BRIEF: Please lay out the items as a numbered list, starting at their first line and ending with the line that contains "(1170, 767)", with both ends included and blank lines left out.

WORKING DATA:
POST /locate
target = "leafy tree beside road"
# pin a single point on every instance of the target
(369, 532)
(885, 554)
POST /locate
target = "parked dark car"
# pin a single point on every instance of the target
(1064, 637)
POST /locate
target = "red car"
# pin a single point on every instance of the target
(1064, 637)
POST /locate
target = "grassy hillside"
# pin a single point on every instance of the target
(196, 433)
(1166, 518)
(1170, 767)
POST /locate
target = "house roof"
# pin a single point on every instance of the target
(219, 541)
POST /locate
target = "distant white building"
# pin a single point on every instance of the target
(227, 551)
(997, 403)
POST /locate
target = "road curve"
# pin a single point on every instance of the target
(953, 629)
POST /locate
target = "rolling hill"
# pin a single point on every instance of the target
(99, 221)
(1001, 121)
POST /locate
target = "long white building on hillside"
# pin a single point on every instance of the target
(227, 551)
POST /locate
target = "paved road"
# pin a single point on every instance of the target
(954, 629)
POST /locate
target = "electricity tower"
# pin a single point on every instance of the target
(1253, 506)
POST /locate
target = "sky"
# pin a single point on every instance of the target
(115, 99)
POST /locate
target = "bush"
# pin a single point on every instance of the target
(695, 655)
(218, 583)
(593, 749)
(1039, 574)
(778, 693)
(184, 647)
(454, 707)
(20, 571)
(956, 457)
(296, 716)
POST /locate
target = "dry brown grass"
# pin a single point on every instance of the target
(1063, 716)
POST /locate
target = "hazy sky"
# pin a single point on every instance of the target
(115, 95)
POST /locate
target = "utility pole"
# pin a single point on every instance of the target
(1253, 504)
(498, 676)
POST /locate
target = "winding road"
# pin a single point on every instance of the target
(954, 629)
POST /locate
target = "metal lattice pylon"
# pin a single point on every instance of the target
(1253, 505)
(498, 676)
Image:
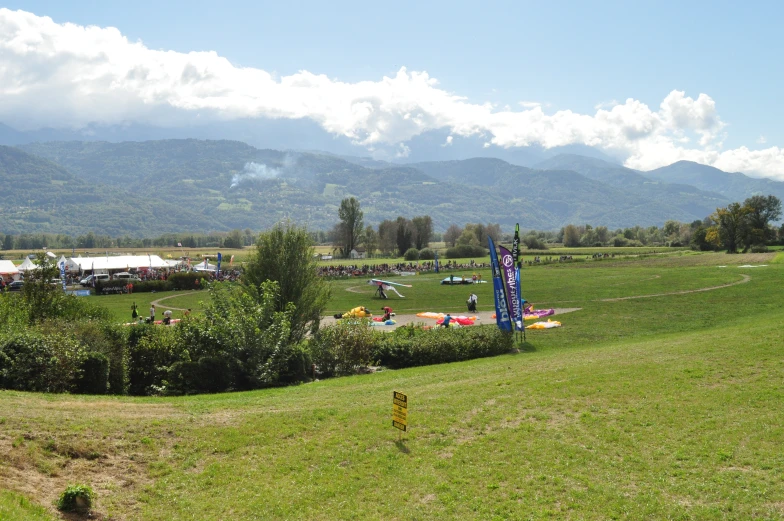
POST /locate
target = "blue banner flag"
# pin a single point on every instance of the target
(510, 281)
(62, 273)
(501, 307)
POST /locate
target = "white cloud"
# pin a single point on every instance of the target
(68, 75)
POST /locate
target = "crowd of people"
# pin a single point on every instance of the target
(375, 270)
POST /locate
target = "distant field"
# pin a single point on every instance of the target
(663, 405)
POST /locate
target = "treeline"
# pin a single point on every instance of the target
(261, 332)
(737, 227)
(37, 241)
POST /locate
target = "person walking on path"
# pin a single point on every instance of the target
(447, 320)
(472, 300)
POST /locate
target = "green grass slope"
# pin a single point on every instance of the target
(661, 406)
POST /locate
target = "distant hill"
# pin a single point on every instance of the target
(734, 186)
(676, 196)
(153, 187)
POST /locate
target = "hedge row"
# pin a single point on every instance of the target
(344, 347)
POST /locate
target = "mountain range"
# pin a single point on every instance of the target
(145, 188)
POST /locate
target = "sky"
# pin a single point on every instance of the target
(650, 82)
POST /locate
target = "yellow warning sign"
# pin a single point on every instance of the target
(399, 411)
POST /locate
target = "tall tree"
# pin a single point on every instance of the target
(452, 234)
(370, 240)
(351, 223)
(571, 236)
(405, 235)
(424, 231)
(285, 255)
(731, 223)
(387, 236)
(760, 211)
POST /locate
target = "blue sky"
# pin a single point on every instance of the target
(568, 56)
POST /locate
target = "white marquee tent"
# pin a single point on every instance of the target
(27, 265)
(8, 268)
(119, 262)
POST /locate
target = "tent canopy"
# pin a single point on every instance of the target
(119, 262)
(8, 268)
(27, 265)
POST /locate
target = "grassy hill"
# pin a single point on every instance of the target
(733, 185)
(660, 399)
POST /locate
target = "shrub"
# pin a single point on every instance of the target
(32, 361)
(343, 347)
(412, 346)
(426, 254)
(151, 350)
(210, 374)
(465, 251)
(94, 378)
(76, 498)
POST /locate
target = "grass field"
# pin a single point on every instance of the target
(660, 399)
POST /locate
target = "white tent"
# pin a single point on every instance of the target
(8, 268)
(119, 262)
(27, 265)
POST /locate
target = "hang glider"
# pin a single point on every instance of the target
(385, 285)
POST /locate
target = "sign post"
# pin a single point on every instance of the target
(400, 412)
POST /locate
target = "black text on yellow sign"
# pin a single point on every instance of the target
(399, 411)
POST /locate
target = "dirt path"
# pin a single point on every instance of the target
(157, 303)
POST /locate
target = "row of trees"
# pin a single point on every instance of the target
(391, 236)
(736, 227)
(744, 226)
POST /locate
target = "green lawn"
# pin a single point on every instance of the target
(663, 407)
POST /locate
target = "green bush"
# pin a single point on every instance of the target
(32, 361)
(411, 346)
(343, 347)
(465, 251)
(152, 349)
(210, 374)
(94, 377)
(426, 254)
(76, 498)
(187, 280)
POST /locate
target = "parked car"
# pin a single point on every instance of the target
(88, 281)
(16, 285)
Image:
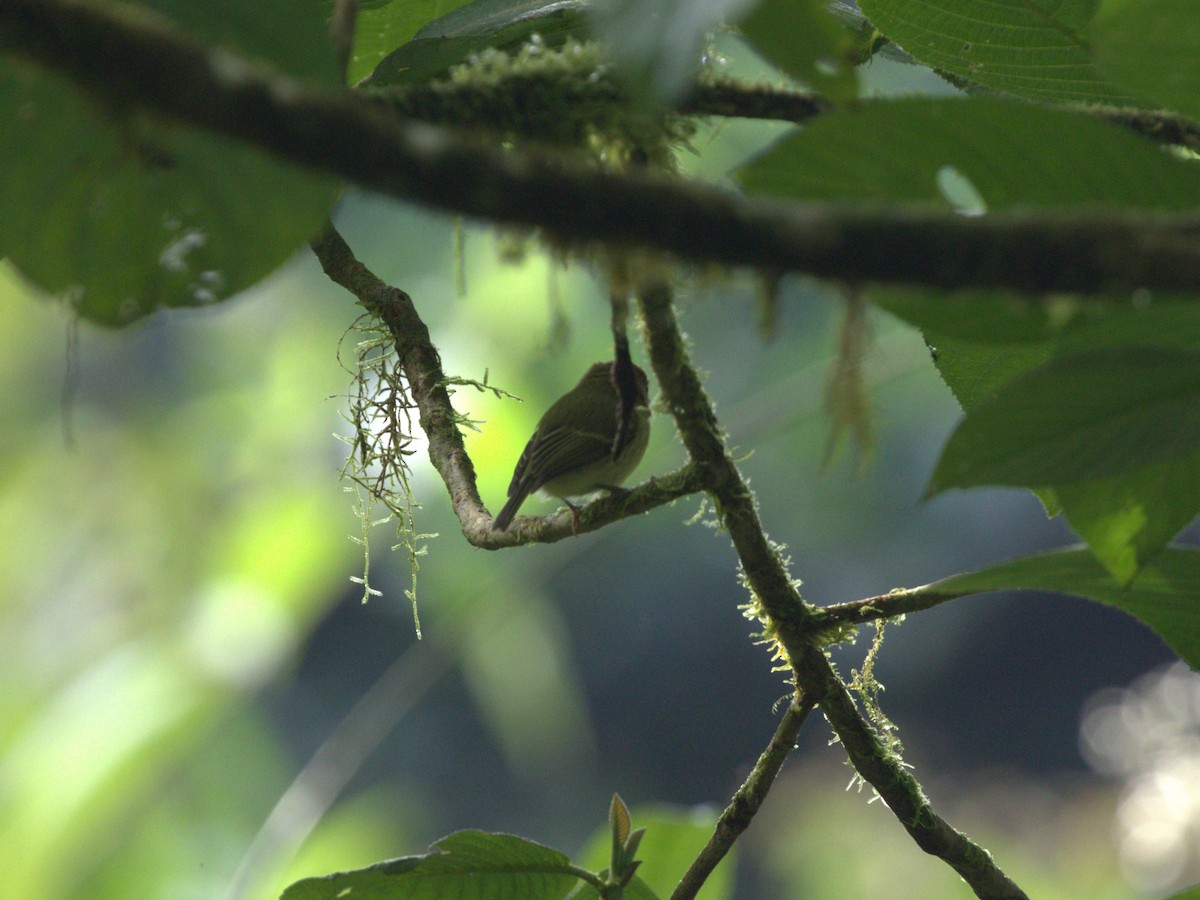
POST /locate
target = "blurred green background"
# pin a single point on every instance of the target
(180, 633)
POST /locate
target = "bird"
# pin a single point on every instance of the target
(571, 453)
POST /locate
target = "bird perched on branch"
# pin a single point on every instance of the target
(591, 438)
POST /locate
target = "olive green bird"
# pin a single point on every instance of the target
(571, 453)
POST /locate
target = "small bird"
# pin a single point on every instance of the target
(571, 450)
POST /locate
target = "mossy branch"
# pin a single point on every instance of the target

FINISHED EXERCISE:
1. POST /locate
2. target = "leafy tree beside road"
3. # pin a single point on every instance of the target
4. (369, 532)
5. (885, 554)
6. POST /locate
7. target = "parked dark car"
8. # pin a single point on every instance of the target
9. (1064, 637)
10. POST /locate
11. target = "red car"
12. # pin a single point on every instance of the target
13. (1064, 637)
14. POST /locate
15. target = "grassy hillside"
16. # pin a single point on every instance of the target
17. (196, 433)
18. (1166, 518)
19. (1170, 767)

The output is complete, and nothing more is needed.